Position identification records

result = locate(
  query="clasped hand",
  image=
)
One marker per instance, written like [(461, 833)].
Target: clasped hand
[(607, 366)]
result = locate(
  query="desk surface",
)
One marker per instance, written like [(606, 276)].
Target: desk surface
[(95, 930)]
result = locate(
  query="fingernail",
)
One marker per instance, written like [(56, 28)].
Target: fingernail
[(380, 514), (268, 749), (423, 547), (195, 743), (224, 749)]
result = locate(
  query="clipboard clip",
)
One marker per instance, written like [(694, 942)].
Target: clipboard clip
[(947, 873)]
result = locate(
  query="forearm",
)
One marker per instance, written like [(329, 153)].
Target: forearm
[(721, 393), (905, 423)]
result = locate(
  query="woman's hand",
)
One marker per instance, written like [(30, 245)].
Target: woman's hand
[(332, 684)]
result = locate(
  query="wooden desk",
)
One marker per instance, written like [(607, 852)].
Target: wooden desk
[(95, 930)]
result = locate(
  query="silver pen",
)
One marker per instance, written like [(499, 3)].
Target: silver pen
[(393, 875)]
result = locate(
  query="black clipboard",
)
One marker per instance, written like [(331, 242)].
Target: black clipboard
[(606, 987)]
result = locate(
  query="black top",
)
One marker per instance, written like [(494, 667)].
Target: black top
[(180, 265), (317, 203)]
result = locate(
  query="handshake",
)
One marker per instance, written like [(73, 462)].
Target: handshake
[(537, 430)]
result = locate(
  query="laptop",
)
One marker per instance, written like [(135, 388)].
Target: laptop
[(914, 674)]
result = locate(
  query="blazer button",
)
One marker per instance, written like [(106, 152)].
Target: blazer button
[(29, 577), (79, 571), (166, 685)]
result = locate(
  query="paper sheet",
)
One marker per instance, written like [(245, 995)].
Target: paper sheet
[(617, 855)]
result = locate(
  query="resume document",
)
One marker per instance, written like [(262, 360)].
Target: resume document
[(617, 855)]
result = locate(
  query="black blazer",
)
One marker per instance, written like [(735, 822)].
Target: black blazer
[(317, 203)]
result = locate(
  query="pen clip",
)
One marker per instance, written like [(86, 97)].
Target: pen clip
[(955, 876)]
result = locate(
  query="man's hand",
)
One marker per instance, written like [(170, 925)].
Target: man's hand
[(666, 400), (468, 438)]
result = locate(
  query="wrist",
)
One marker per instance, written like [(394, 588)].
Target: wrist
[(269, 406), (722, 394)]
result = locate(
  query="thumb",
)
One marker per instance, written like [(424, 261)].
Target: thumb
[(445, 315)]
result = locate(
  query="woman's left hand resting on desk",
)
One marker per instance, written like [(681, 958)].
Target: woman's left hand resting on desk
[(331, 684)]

- **Work instructions**: Rewrite the rows above as a numbered list, leaving out any blank lines.

- **Exercise answer**:
1. result = locate(
2.   query="clasped hand",
3.   image=
4. )
5. One marker per instance, written like [(461, 833)].
6. Target: clasped hand
7. [(607, 366)]
8. result = locate(
9.   query="desk surface",
10. )
11. One marker per instance, written like [(606, 276)].
12. Target: desk surface
13. [(95, 930)]
14. result = locate(
15.   query="fingernail",
16. )
17. One marker per instance, written like [(56, 28)].
18. Target: fingernail
19. [(380, 514), (268, 749), (423, 547), (195, 743), (224, 749)]
20. result = locate(
21.   query="clipboard clip",
22. )
23. One marker per instance, written like [(694, 942)].
24. Target: clipboard clip
25. [(947, 873)]
26. result = locate(
27.   query="forearm",
28. )
29. One marker per instance, written like [(329, 153)].
30. Target: forearm
31. [(721, 393), (905, 423)]
32. result = locate(
33.   query="woman's hand",
34. )
35. One marker per instance, written like [(30, 245)].
36. Target: woman's hand
37. [(332, 684)]
38. result = locate(
39.   query="wooden desk",
40. )
41. One marker per instance, written like [(607, 852)].
42. Target: wooden desk
43. [(95, 930)]
44. result = locate(
45.   query="silver pen",
46. )
47. One marker per instance, written like [(499, 3)].
48. Target: silver pen
49. [(393, 875)]
50. result = locate(
51.   query="black clipboard",
52. )
53. One marker per instance, written like [(331, 242)].
54. Target: black clipboard
55. [(606, 987)]
56. result = locate(
57.   query="black top",
58. )
59. One marker per instance, written like [(494, 667)].
60. Target: black top
61. [(180, 265), (317, 203)]
62. result = locate(
63.   query="handshake",
64. )
65. One marker per instance, written like [(73, 462)].
66. Target: handshake
67. [(537, 430)]
68. result = locate(
69.   query="laptop",
70. )
71. One marker per instance, written like [(135, 388)].
72. Target: laptop
73. [(914, 674)]
74. result = locate(
75.   query="blazer button",
76. )
77. One marker per instance, written like [(106, 152)].
78. Target: blazer button
79. [(29, 577), (79, 571), (166, 685)]
80. result = locate(
81.   query="paper sheet",
82. )
83. One marker per instance, written like [(245, 995)].
84. Target: paper sheet
85. [(617, 855)]
86. result = locate(
87.   query="resume document",
88. )
89. One marker per instance, written like [(262, 360)].
90. Target: resume document
91. [(617, 855)]
92. result = locate(
93.   query="black blazer",
94. )
95. One marker per instance, written like [(735, 822)].
96. Target: black blazer
97. [(317, 203)]
98. result = locate(
99.   query="pen clip",
100. )
101. One marker per instance, written like [(86, 97)].
102. Target: pen clip
103. [(955, 876)]
104. result = locate(
105.   query="man's hand",
106. )
107. One marker per instance, written like [(170, 925)].
108. Target: man's hand
109. [(666, 400), (468, 438)]
110. result = locate(
111.   query="wrist",
112. )
113. One marker per instance, written like [(394, 588)].
114. Target: wrist
115. [(269, 406), (722, 394)]
116. result = locate(
117.   query="thumb",
118. )
119. One marker per instance, written like [(424, 261)].
120. Target: thumb
121. [(445, 315)]
122. result = locate(
123.   query="woman's left hand resting on desk",
124. )
125. One marker per instance, written like [(681, 958)].
126. Target: woman's left hand resting on desk
127. [(331, 684)]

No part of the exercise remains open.